L’un des mérites du film, c’est de ne pas maintenir trop longtemps, dans la tête des spectateurs, cette irréductibilité. L’interrogation s’essouffle rapidement. On sait où va déboucher le chemin de la solitude de la femme : ça ne sera ni le suicide (physique, social comme l’était l’acte final de Jeanne Dielman), ni la réconciliation (c’est pas du roman-photo !) mais la poursuite de cette vie solitaire en attendant que quelque chose se passe, c’est-à-dire que naisse l’émergence de nouveaux rapports.
Une chose s’impose dès les premières images, c’est l’espace presque dénudé, vide et très ouvert (les fenêtres sont largement ouvertes vers l’extérieur) dans lequel évolue la femme. Les gestes sont amples, car il n’y a nul risque à ce qu’elle se cogne à un objet trop encombrant, mais ils ne sont jamais démesurés. Pas de maniaquerie obsessionnelle de l’ordre, comme dans Jeanne Dielman, ni une toute puissance des objets. La femme les maîtrise et les neutralise.

• **EXTRAITS DE DONNÉES**
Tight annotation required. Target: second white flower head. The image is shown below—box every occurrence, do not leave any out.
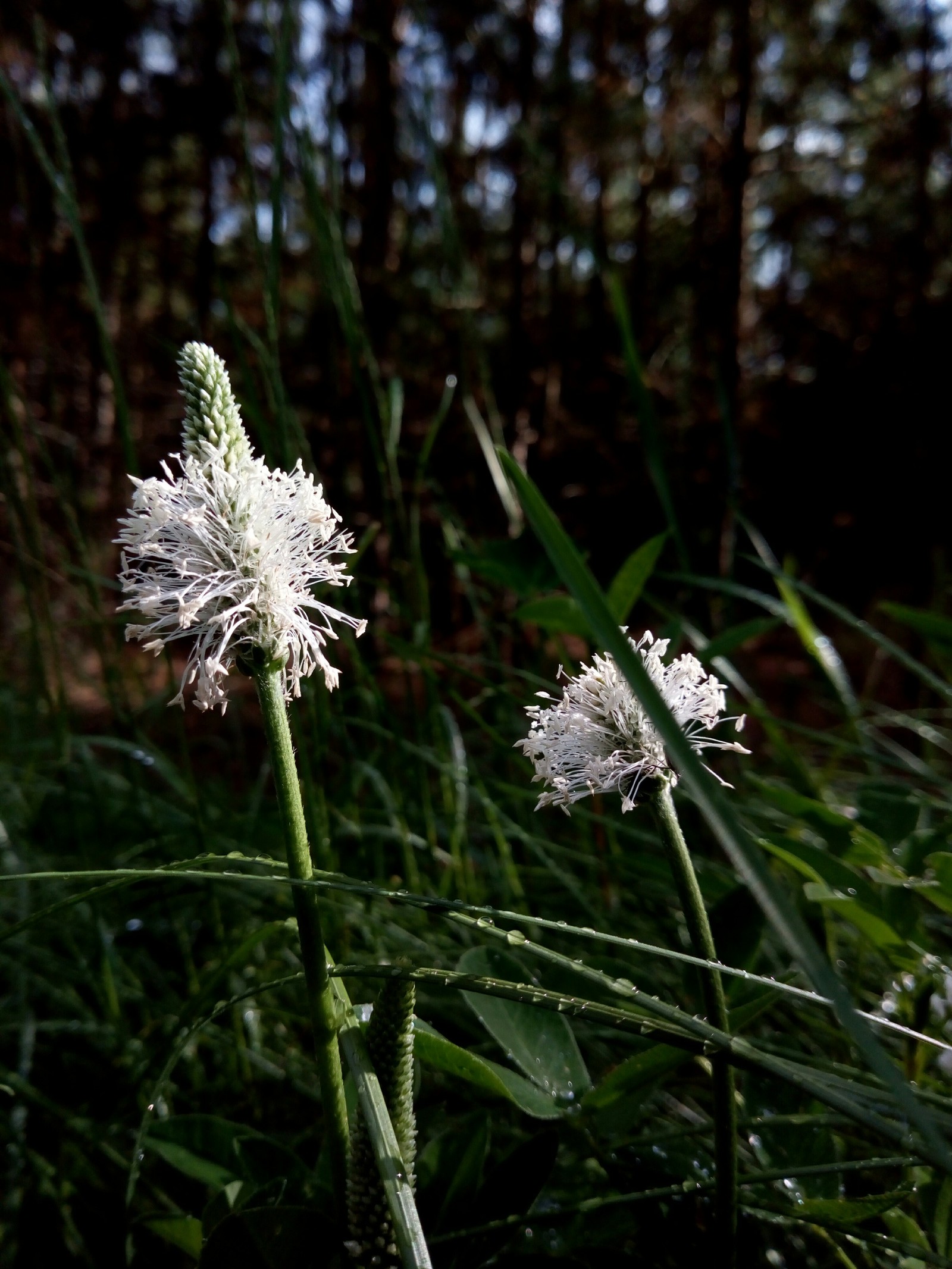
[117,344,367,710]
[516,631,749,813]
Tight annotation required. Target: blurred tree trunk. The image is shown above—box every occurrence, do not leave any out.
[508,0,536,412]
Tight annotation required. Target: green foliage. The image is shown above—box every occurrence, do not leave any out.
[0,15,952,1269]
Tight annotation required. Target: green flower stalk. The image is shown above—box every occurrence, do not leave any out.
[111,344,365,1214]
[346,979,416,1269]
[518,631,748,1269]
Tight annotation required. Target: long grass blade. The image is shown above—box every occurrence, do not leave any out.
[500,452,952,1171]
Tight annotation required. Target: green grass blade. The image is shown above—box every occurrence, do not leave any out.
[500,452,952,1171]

* * *

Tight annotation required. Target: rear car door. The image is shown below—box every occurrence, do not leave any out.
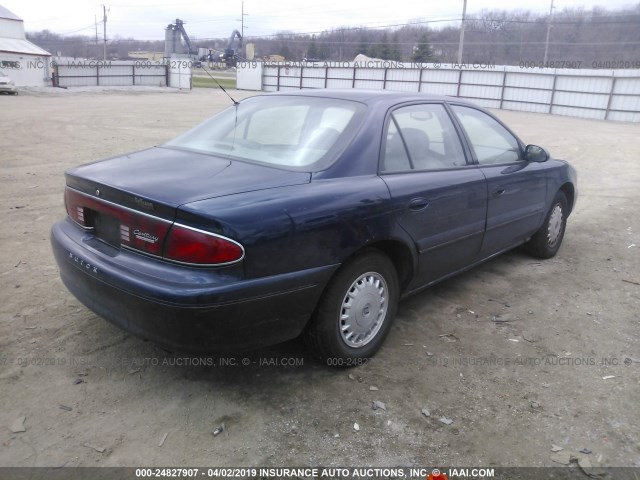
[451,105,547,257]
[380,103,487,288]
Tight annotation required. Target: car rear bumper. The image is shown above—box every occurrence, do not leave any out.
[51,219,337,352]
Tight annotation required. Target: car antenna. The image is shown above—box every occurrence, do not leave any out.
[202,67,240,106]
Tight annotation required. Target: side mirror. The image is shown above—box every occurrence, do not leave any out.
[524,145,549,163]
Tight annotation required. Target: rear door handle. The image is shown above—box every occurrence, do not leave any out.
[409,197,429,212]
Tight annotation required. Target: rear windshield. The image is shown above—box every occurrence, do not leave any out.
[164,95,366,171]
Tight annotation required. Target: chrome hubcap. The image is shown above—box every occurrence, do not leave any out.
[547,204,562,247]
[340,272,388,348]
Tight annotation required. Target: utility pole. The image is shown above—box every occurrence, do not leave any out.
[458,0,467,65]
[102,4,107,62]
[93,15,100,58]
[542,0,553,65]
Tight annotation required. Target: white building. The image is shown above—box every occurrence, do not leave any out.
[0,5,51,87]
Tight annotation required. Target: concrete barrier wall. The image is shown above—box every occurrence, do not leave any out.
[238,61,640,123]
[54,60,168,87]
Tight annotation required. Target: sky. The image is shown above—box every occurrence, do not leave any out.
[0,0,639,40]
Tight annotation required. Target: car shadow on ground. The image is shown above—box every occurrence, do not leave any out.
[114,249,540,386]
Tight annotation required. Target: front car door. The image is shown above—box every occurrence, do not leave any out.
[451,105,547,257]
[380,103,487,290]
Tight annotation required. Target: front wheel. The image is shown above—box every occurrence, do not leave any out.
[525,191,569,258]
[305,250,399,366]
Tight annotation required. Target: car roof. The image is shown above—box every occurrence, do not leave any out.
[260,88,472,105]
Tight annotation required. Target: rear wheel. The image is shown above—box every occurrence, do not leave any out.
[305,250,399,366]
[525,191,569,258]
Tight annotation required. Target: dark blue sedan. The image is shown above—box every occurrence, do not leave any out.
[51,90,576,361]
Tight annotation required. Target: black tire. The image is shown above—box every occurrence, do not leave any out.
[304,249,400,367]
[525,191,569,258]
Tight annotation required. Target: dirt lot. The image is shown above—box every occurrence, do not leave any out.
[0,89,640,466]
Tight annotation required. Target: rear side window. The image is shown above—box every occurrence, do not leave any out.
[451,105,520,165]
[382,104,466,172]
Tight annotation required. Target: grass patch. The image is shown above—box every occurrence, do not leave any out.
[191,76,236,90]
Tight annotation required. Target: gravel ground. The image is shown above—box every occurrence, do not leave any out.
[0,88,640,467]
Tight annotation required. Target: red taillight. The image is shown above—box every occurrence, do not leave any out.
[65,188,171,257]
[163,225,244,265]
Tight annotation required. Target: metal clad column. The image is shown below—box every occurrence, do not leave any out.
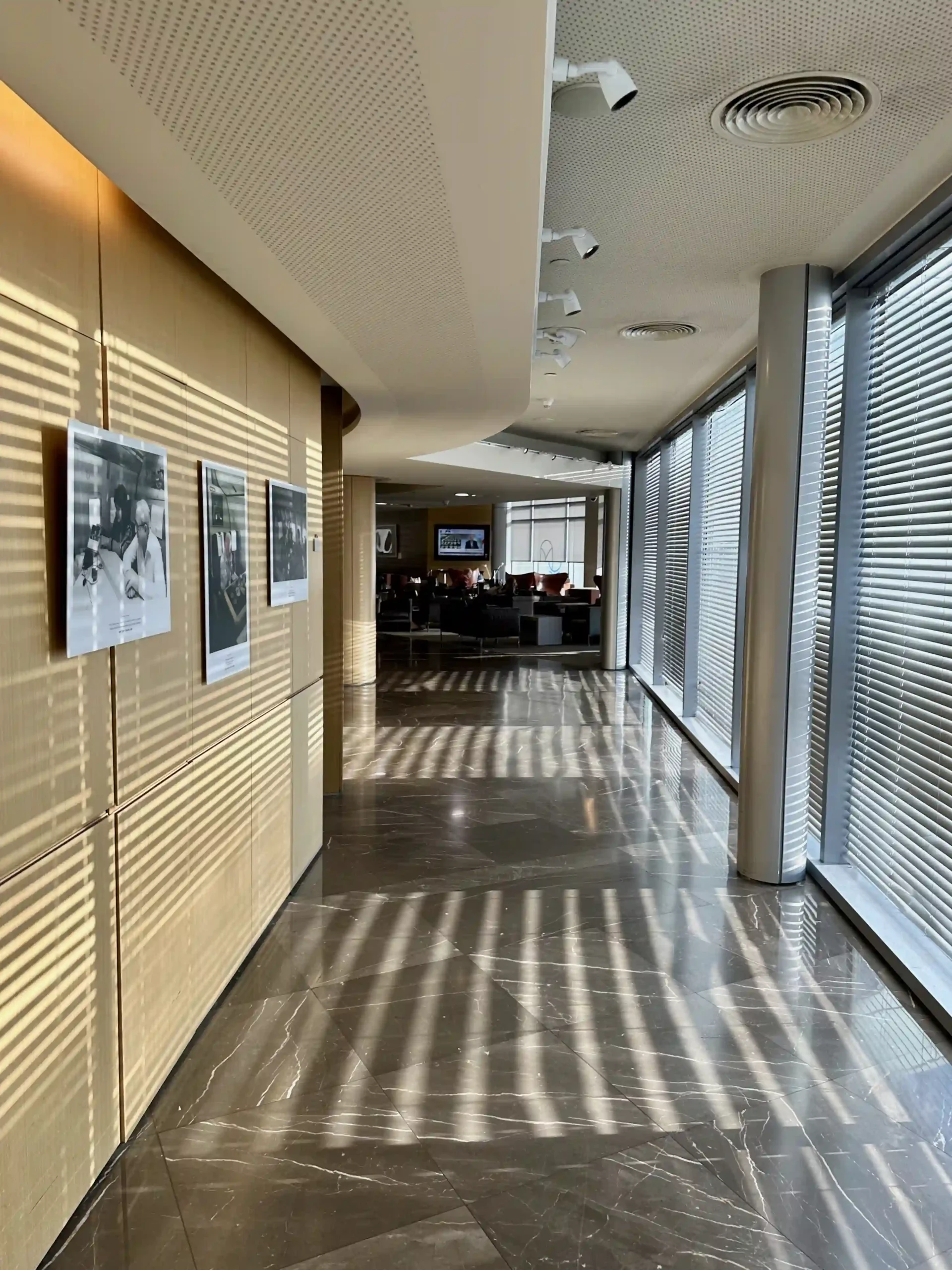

• **CONSIGNES DE TRAVAIL**
Rédigez la suite de l'extrait consacré au film, en partant de sa dernière phrase. Les lignes de données ne sont pas nécessaires ici.

• **RÉPONSE ATTENDUE**
Ainsi, lorsque l’extérieur intervient, il n’est pas vécu comme objet. Si dans le film de Chantal Akerman, le trop plein des objets connotait l’aliénation de la femme, leur absence, ou plutôt leur discrétion témoigne, dans La Femme gauchère, d’une conscience totale de la connaissance de sa propre situation avec la préférence d’entamer une nouvelle vie, avec tous les risques que cela comporte, que de se complaire dans la routine quotidienne de sa vie de couple. Ce n’est pas tant l’idée du couple mais la « consommation » qu’il en est faite, qui est mise en pièce dans ce film.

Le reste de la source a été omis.